Request:
Please return all of the records below word for word, leaving the pictures out.
╭─ Rows
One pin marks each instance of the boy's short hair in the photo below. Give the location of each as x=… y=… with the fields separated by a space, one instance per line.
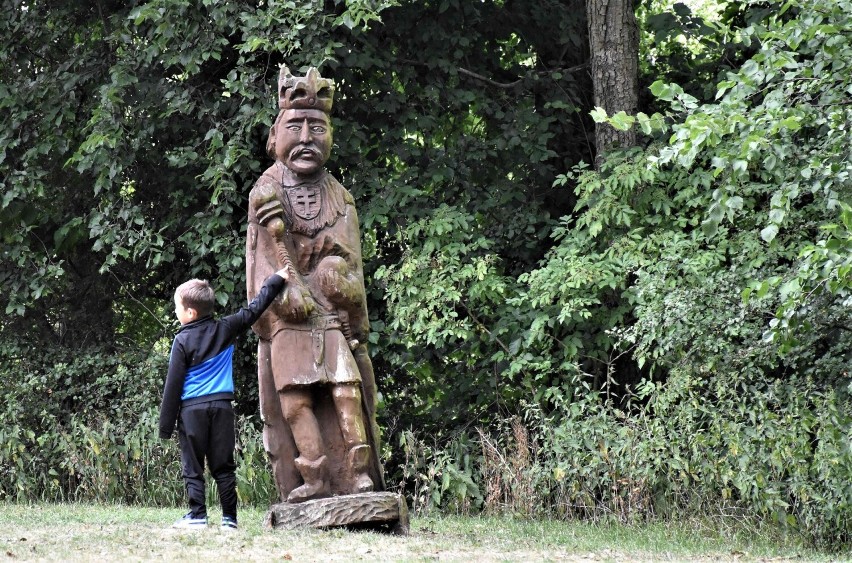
x=197 y=294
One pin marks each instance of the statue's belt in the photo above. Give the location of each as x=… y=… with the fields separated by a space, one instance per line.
x=314 y=322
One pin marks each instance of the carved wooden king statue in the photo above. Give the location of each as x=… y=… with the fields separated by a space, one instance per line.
x=317 y=387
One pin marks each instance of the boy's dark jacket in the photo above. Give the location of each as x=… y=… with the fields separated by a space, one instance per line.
x=200 y=365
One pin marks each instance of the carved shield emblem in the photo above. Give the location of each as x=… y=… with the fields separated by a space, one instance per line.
x=306 y=201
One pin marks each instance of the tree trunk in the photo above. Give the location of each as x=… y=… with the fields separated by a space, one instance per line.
x=614 y=46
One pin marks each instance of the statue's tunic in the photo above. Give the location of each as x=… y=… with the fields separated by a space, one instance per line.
x=321 y=221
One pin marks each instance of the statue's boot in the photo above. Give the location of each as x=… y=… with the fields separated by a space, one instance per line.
x=315 y=480
x=359 y=461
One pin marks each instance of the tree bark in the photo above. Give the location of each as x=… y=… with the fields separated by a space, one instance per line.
x=614 y=46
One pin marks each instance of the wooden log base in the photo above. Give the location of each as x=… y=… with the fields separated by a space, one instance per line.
x=387 y=512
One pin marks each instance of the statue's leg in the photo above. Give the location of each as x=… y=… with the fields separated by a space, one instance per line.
x=276 y=436
x=347 y=401
x=297 y=406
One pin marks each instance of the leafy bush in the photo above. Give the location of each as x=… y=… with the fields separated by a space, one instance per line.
x=97 y=438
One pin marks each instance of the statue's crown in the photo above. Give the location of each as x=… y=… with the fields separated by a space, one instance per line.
x=311 y=91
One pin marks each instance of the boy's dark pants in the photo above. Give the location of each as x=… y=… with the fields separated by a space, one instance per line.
x=206 y=430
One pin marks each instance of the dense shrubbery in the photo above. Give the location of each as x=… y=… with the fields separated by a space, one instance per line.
x=85 y=429
x=716 y=446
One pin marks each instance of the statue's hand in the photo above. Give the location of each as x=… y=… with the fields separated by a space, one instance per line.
x=265 y=200
x=297 y=304
x=336 y=281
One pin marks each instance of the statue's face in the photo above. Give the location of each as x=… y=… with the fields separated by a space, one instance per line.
x=303 y=140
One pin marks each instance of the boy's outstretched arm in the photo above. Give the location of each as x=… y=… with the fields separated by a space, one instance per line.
x=247 y=316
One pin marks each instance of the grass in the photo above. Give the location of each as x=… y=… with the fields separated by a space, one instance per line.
x=85 y=532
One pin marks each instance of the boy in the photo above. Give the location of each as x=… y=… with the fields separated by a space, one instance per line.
x=199 y=389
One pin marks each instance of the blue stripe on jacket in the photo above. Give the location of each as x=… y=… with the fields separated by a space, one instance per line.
x=215 y=375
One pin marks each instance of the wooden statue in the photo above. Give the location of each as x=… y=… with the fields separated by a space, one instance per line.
x=317 y=387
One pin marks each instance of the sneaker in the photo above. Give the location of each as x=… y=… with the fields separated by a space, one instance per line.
x=228 y=523
x=189 y=522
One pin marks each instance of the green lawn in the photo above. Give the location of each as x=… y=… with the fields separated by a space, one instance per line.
x=78 y=532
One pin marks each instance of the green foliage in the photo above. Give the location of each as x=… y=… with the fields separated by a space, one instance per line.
x=87 y=430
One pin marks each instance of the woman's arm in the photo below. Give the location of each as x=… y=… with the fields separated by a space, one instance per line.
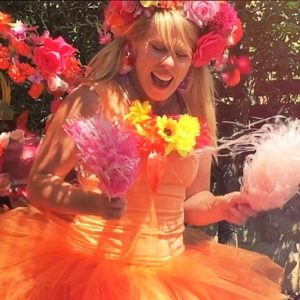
╰─
Response:
One pin marks each instance of the boy's short hair in the photo below. Give the location of each as x=… y=… with the fields separated by a space, one instance per line.
x=197 y=294
One pin marks each instance of the statue's belt in the photo above. Give the location of each as x=… y=… with the fields separated by a space, one instance per line.
x=314 y=322
One pin marks each instance of the carved wooden king statue in the photo above. Give the location of each as x=… y=… with the fields separated by a space, one instance per line.
x=317 y=387
One pin marks each instance of the boy's dark jacket in the photo above. Give the location of each as x=… y=… with the fields separated by a space, one instance per line.
x=200 y=365
One pin marks each instance of the carved shield emblem in the photo above. Give the location of each as x=… y=… with the fields separated by a space, one instance per line.
x=306 y=201
One pin marks each instance of the tree trunk in the photo above. Give the location of each as x=… y=… with the fields separated by a space, one instance per line.
x=614 y=46
One pin marks each instance of the statue's tunic in the photo above. Give the location of each as x=… y=… with the fields separated by a space, one instance per line.
x=321 y=221
One pin marks each instance of the statue's boot in the photo above. Give the location of each as x=… y=… with the fields separated by a space, one instance per line.
x=315 y=480
x=359 y=461
One pin marks each instance of the tree bark in the photo above. Give the location of each as x=… y=… with the fields separated by a space, one instance per line.
x=614 y=46
One pin marks each instance of the wooden log base in the photo above. Give the location of each as x=… y=… with the fields separated by a space, one instance per line.
x=387 y=512
One pin marks each instance of the statue's leg in the photo above. Give the location of each as x=… y=… with the fields separated by a space, one instance per line.
x=276 y=436
x=347 y=401
x=297 y=406
One pin marks each instance of the leafy bush in the photo above. Give the location of each as x=… y=… with the fields separated by a space, one instance per line.
x=97 y=438
One pin marks each instance of the statue's crown in the photo above. Give the location of each as x=… y=… with the fields separated by a space, one instance per line.
x=311 y=91
One pin marks each instance of the boy's dark pants in the photo above. Give the location of each as x=… y=… with the fields separated by a space, one instance per line.
x=206 y=430
One pin marks each instance of the dense shrubbery in the photo above. Give the location of each as x=… y=… with the fields separated by a space, one instance per line.
x=85 y=429
x=716 y=446
One pin marks each instance of the statue's hand in the photo above. Give the location of each as x=… y=… with the fields separated by a space, one instance per line.
x=265 y=200
x=297 y=304
x=336 y=281
One pin marks each instance of the statue's face in the photo above. Give the location of each as x=… y=… with the fields separated by a space, one instance per line.
x=303 y=140
One pin marks each instance of the boy's outstretched arm in the photo above. Give the location of each as x=… y=… with the fields separated by a space, one instance per line.
x=247 y=316
One pin marks each instance of the grass in the photo above. Give the location of each as x=… y=… with the fields separated by a space, one instance per line.
x=85 y=532
One pin marks each instance of the boy in the photo above. Give the location of each as x=… y=… with the fields separated by a space, one instance per line.
x=199 y=389
One pin marks each instance of the blue stripe on jacket in the photo above. Give the location of each as x=… y=… with the fields separated by a space, one instance per line.
x=215 y=375
One pin marks each instance of the wooden statue in the photo above. Give the location of each as x=… y=… with the fields separated by a space, one instance per line.
x=317 y=387
One pin marks each instance of the sneaker in the photo above. Give the location of each as x=… y=… with the fields separated by a space, one instance per line.
x=228 y=523
x=189 y=522
One pin marks each instance of the green lawn in the photo above. Give the location of each as x=… y=… with the fields separated by a space, one instance per line.
x=78 y=532
One pin marks each instance of the green foliage in the photo above. Give the location of each as x=… y=… with the fields separated by a space, one instance per line.
x=87 y=430
One pin marks each instance of the woman's arm in the photo below. Give the location of each as x=… y=… with the fields separated by a space, one instance per line.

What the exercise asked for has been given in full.